Task to carry out:
Select every line of the entries that contains the word "small", and treat uppercase and lowercase letters as different.

Data records:
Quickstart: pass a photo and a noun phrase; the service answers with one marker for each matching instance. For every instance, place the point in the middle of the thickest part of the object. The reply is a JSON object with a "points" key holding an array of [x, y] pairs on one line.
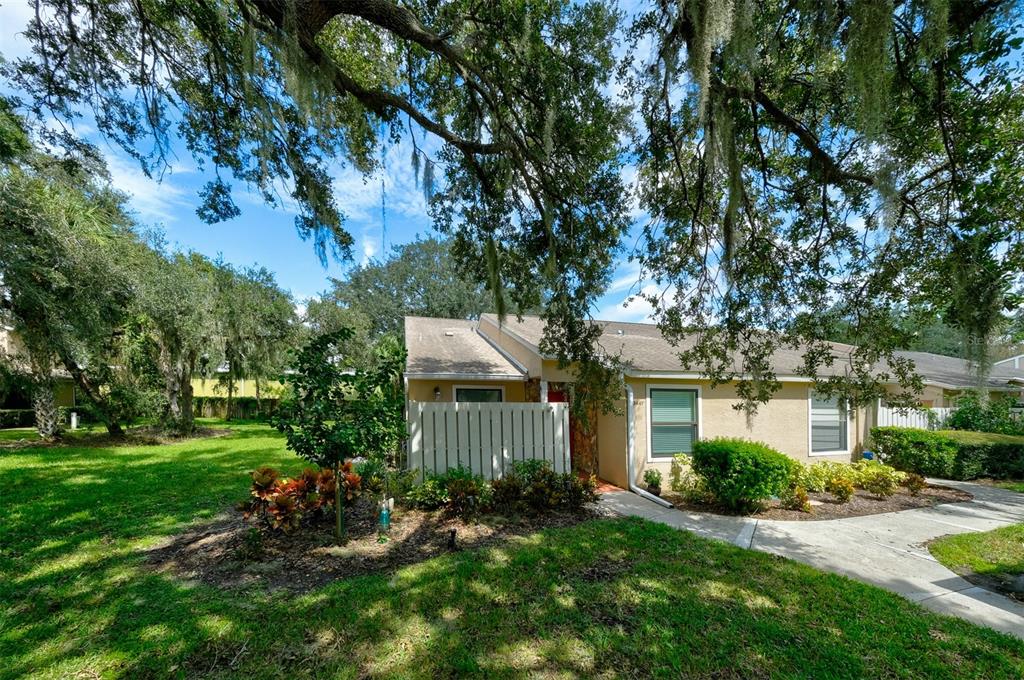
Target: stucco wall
{"points": [[423, 390], [782, 423], [611, 445], [243, 387]]}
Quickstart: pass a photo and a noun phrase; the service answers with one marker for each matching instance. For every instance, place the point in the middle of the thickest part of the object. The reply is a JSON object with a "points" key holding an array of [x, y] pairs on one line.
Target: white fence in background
{"points": [[925, 419], [486, 437]]}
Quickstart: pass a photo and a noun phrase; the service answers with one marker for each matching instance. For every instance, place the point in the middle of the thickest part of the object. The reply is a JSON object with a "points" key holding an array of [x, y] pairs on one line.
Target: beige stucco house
{"points": [[665, 406]]}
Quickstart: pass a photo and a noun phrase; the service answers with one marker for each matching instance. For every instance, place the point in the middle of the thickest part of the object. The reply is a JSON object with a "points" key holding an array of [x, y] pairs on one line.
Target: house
{"points": [[665, 407]]}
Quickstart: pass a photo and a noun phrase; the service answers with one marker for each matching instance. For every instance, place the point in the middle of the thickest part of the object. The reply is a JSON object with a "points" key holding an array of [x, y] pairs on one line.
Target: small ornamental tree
{"points": [[335, 414]]}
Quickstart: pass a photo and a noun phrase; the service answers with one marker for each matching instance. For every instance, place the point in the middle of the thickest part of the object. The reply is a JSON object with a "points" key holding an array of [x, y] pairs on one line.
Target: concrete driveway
{"points": [[886, 550]]}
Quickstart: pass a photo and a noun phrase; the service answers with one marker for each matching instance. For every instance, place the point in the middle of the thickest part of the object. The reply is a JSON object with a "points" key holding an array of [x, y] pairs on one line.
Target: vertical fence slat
{"points": [[548, 425], [473, 415], [416, 437], [926, 419], [487, 438]]}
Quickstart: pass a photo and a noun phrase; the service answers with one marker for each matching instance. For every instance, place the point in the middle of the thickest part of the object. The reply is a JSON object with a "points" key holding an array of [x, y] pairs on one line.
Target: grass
{"points": [[995, 553], [609, 597]]}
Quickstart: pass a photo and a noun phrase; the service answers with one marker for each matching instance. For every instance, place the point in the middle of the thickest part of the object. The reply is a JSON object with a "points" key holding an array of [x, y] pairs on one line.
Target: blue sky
{"points": [[266, 236]]}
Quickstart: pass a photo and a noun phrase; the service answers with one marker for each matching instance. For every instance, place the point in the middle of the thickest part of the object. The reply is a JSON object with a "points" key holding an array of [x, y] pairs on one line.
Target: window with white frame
{"points": [[673, 421], [828, 424], [486, 394]]}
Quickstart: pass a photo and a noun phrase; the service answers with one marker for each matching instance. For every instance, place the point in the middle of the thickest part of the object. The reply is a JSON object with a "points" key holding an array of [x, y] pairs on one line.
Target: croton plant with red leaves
{"points": [[284, 504]]}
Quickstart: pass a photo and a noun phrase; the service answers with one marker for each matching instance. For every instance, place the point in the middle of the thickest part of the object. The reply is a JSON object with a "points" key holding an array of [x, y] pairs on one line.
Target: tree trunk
{"points": [[44, 405], [95, 397], [177, 370], [339, 511], [230, 391]]}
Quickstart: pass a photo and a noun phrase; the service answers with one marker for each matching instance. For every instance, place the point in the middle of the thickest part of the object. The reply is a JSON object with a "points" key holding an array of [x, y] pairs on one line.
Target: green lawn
{"points": [[995, 553], [615, 598]]}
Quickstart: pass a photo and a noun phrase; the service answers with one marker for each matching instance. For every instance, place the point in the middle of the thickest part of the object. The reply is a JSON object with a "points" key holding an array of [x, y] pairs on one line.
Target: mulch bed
{"points": [[222, 553], [825, 506], [1005, 584]]}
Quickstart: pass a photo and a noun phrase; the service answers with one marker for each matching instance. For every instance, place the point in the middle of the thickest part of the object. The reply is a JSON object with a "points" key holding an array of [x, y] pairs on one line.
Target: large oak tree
{"points": [[801, 162]]}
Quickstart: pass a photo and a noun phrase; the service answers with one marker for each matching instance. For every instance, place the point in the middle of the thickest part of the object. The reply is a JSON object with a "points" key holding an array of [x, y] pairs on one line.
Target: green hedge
{"points": [[741, 474], [950, 454], [16, 418], [244, 408]]}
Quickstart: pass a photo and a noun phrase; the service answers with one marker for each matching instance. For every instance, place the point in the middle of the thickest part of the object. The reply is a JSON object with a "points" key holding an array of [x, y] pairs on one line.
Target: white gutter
{"points": [[631, 449], [501, 350]]}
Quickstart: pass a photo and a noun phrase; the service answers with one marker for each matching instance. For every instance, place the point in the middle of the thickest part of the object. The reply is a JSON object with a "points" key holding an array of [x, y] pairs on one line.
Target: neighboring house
{"points": [[666, 407], [12, 350]]}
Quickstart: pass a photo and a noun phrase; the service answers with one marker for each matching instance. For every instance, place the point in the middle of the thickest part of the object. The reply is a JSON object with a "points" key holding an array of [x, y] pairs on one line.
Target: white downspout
{"points": [[631, 451]]}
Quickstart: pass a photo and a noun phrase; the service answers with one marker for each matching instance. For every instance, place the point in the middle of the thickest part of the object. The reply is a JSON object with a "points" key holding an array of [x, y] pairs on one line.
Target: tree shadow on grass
{"points": [[613, 598]]}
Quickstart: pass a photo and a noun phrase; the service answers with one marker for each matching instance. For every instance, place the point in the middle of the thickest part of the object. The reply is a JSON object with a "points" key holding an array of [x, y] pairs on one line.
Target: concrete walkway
{"points": [[886, 550]]}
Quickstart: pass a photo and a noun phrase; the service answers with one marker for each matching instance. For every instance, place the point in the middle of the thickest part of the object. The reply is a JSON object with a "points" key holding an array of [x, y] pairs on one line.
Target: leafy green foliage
{"points": [[531, 485], [930, 454], [818, 476], [285, 504], [336, 414], [419, 279], [841, 487], [914, 482], [507, 592], [652, 477], [978, 415], [796, 498], [430, 495], [741, 474], [878, 478], [951, 454], [685, 480], [825, 175]]}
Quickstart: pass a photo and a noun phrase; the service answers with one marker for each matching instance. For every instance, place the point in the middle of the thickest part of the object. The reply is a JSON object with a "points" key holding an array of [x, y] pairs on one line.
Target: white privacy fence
{"points": [[926, 419], [486, 437]]}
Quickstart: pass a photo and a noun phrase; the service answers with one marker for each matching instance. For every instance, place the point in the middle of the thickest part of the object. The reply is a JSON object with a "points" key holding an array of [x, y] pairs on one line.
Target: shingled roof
{"points": [[644, 348], [452, 347]]}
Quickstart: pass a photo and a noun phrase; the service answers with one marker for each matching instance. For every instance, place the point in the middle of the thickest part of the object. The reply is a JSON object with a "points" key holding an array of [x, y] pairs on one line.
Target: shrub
{"points": [[374, 473], [741, 474], [284, 504], [914, 482], [841, 489], [529, 470], [431, 495], [993, 416], [507, 494], [878, 478], [652, 477], [818, 476], [17, 418], [579, 492], [468, 496], [686, 481], [543, 490], [910, 450], [950, 454], [796, 498]]}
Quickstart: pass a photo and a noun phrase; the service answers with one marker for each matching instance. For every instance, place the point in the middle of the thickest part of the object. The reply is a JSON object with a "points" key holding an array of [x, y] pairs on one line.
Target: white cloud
{"points": [[371, 244], [359, 198], [636, 307], [154, 200], [14, 17]]}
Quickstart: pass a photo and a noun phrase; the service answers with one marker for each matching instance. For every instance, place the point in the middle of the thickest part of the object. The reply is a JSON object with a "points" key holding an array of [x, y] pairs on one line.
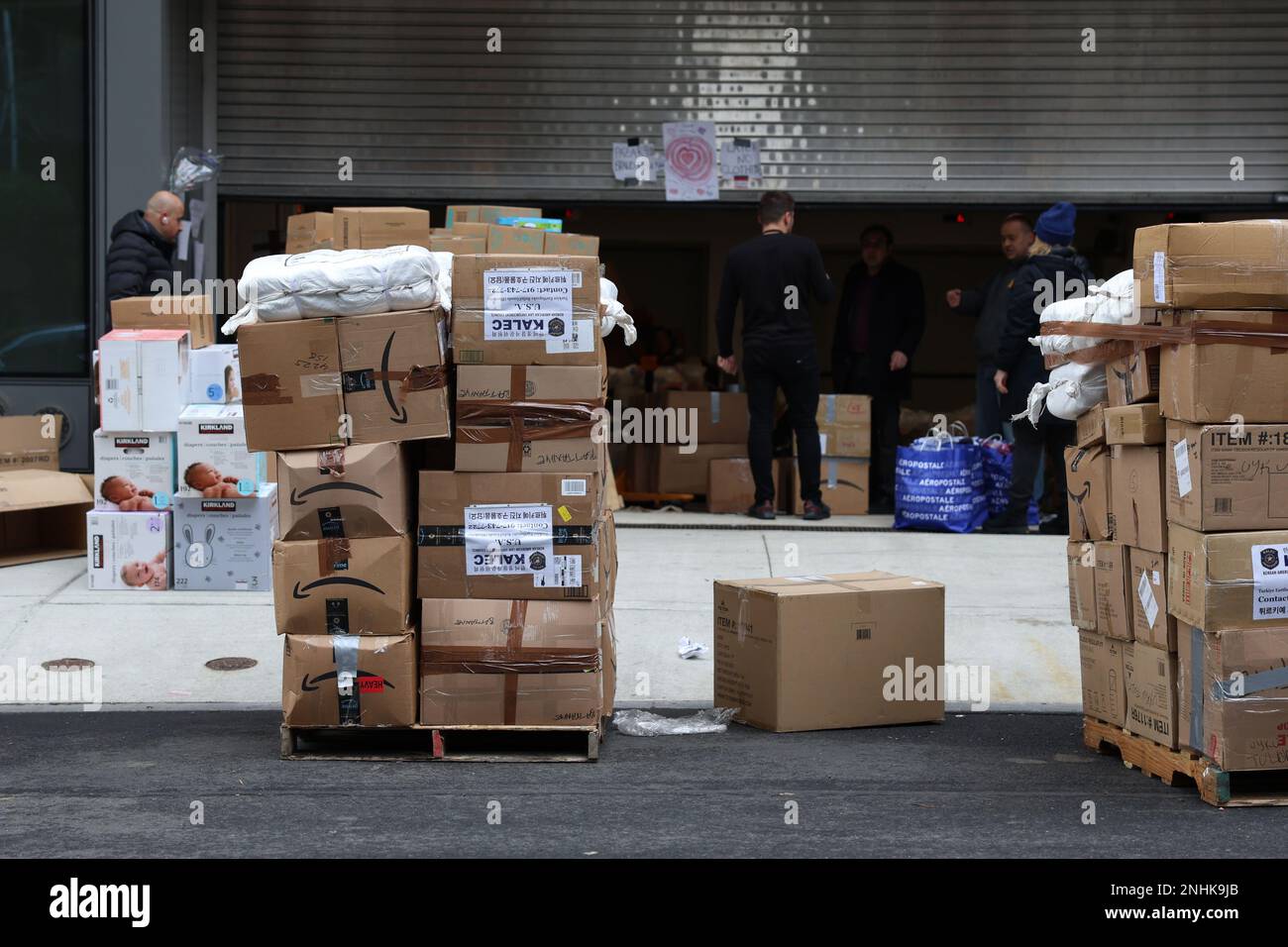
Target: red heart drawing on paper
{"points": [[690, 158]]}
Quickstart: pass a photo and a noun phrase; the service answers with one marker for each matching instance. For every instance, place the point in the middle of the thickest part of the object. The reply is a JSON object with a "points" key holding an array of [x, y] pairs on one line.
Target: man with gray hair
{"points": [[143, 247]]}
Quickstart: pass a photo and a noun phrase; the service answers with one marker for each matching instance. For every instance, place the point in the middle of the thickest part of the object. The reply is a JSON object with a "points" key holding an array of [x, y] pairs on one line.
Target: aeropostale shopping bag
{"points": [[939, 484]]}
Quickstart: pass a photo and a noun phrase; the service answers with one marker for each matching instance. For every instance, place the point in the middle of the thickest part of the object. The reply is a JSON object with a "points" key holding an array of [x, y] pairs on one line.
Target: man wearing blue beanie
{"points": [[1051, 263]]}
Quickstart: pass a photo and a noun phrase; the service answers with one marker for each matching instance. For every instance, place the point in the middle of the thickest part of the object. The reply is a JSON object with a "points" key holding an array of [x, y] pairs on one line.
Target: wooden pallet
{"points": [[1188, 767], [443, 744]]}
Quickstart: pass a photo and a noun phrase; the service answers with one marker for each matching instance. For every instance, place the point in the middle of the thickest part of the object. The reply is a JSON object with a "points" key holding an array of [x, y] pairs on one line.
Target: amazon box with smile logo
{"points": [[356, 492], [393, 373], [349, 681], [343, 586]]}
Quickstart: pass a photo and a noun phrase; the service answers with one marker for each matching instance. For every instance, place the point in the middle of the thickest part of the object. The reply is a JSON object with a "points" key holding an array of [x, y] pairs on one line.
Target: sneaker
{"points": [[1008, 522], [815, 510]]}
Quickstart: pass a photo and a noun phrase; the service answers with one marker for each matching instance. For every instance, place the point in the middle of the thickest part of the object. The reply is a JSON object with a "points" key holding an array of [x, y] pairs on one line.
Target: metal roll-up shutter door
{"points": [[861, 111]]}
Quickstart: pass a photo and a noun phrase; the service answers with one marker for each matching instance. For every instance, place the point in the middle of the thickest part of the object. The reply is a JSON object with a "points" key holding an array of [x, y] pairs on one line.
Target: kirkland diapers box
{"points": [[224, 543], [128, 551], [213, 457], [133, 470], [823, 652]]}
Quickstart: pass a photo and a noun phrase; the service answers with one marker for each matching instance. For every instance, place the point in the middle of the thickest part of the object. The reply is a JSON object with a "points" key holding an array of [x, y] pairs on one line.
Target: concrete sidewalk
{"points": [[1006, 609]]}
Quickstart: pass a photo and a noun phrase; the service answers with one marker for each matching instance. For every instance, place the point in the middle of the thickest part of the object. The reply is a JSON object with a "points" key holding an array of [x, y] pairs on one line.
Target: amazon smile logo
{"points": [[338, 579]]}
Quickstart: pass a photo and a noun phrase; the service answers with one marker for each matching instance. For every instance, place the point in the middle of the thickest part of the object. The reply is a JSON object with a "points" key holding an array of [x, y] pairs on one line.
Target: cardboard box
{"points": [[138, 471], [1233, 701], [845, 425], [307, 232], [687, 474], [373, 228], [349, 681], [1216, 381], [343, 586], [291, 384], [506, 535], [844, 482], [730, 487], [1091, 427], [224, 544], [1087, 472], [1081, 558], [213, 457], [528, 419], [1233, 478], [43, 515], [571, 245], [357, 492], [823, 652], [143, 379], [1228, 579], [196, 315], [24, 445], [1104, 694], [1140, 510], [1133, 379], [544, 317], [1151, 622], [1113, 603], [128, 551], [514, 240], [489, 663], [214, 375], [394, 375], [1134, 424], [1150, 678], [1235, 264]]}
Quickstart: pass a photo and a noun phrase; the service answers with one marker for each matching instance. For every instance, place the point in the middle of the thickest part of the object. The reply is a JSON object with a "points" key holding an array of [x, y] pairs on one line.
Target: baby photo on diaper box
{"points": [[224, 543], [128, 551], [133, 472], [213, 458]]}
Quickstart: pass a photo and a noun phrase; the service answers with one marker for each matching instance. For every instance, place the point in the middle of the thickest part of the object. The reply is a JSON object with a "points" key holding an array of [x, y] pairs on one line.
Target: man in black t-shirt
{"points": [[773, 275]]}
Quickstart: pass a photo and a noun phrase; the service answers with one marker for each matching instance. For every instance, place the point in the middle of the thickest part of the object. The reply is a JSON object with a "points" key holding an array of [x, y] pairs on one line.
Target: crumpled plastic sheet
{"points": [[643, 723]]}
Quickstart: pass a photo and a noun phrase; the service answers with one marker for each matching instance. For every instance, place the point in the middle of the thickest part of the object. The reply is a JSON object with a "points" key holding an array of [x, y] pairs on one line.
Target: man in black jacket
{"points": [[772, 275], [988, 304], [142, 248], [1051, 263], [879, 326]]}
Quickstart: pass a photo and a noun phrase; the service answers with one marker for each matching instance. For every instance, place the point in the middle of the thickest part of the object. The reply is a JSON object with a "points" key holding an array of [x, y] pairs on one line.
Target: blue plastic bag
{"points": [[939, 484]]}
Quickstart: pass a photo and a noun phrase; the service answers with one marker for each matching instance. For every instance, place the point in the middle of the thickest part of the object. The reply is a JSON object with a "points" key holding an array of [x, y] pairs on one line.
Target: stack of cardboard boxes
{"points": [[1183, 602], [503, 540], [179, 499]]}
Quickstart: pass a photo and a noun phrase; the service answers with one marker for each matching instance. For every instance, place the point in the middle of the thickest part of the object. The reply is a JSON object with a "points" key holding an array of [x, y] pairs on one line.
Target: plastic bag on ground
{"points": [[643, 723]]}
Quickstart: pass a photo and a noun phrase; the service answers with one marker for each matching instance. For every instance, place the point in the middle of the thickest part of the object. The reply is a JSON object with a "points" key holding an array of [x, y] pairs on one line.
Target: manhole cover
{"points": [[65, 664], [231, 664]]}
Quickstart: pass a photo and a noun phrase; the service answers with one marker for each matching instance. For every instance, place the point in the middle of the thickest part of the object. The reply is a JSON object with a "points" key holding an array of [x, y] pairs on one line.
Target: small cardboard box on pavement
{"points": [[1104, 694], [343, 586], [194, 313], [43, 515], [507, 663], [1222, 476], [349, 681], [356, 492], [824, 652]]}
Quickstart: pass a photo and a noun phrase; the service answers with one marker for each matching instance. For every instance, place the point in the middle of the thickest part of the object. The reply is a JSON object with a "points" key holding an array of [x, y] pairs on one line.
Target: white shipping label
{"points": [[1145, 592], [1183, 468], [520, 304], [574, 335], [1270, 582], [565, 574], [507, 539]]}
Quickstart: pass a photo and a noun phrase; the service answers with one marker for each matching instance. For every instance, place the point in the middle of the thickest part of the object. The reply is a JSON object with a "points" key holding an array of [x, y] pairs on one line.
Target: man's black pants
{"points": [[795, 369]]}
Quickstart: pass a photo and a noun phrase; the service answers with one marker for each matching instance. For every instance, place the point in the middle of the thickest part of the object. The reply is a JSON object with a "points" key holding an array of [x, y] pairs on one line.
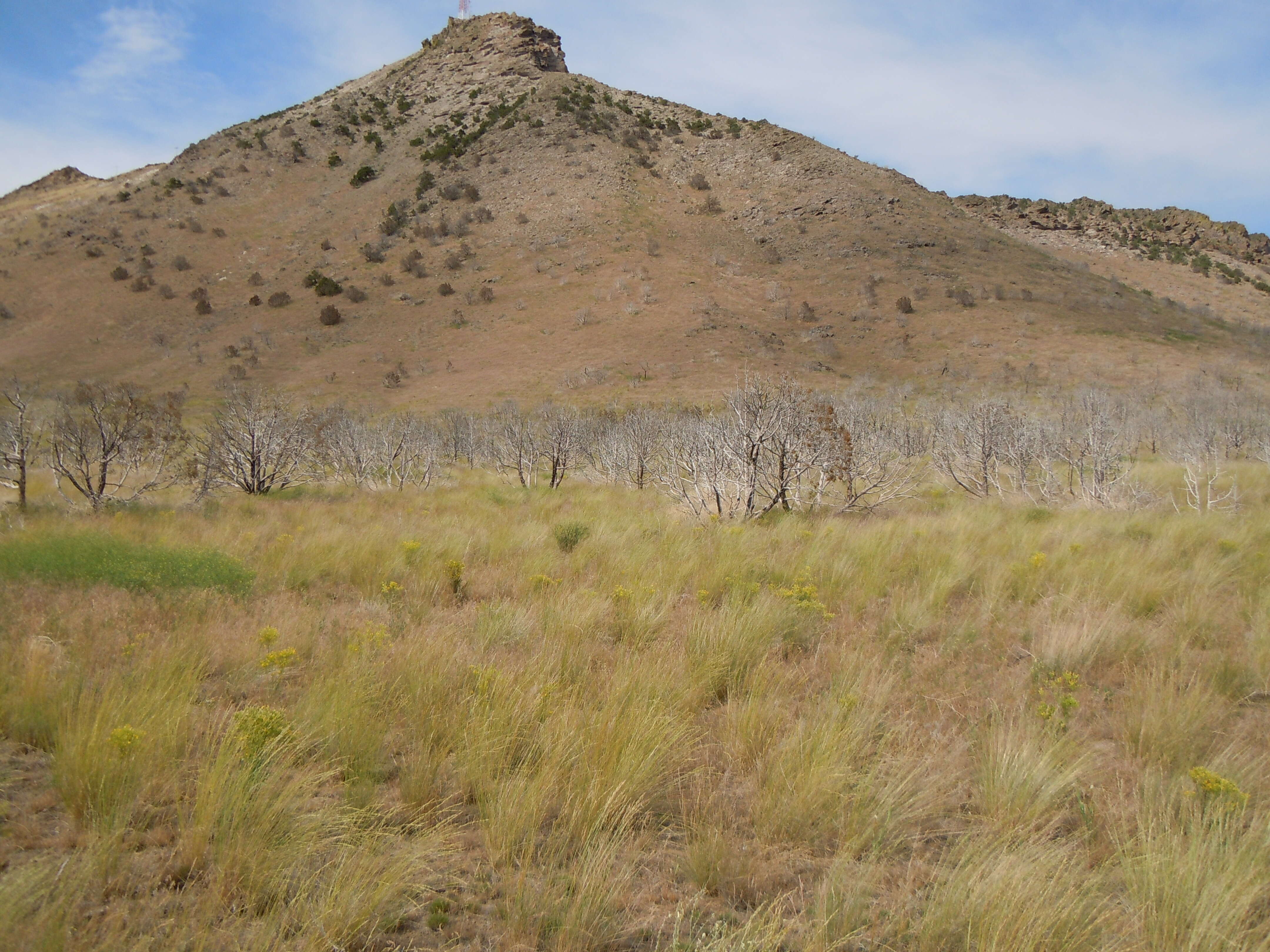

Response:
Target: small ornamental tree
Target: small cardboard box on pavement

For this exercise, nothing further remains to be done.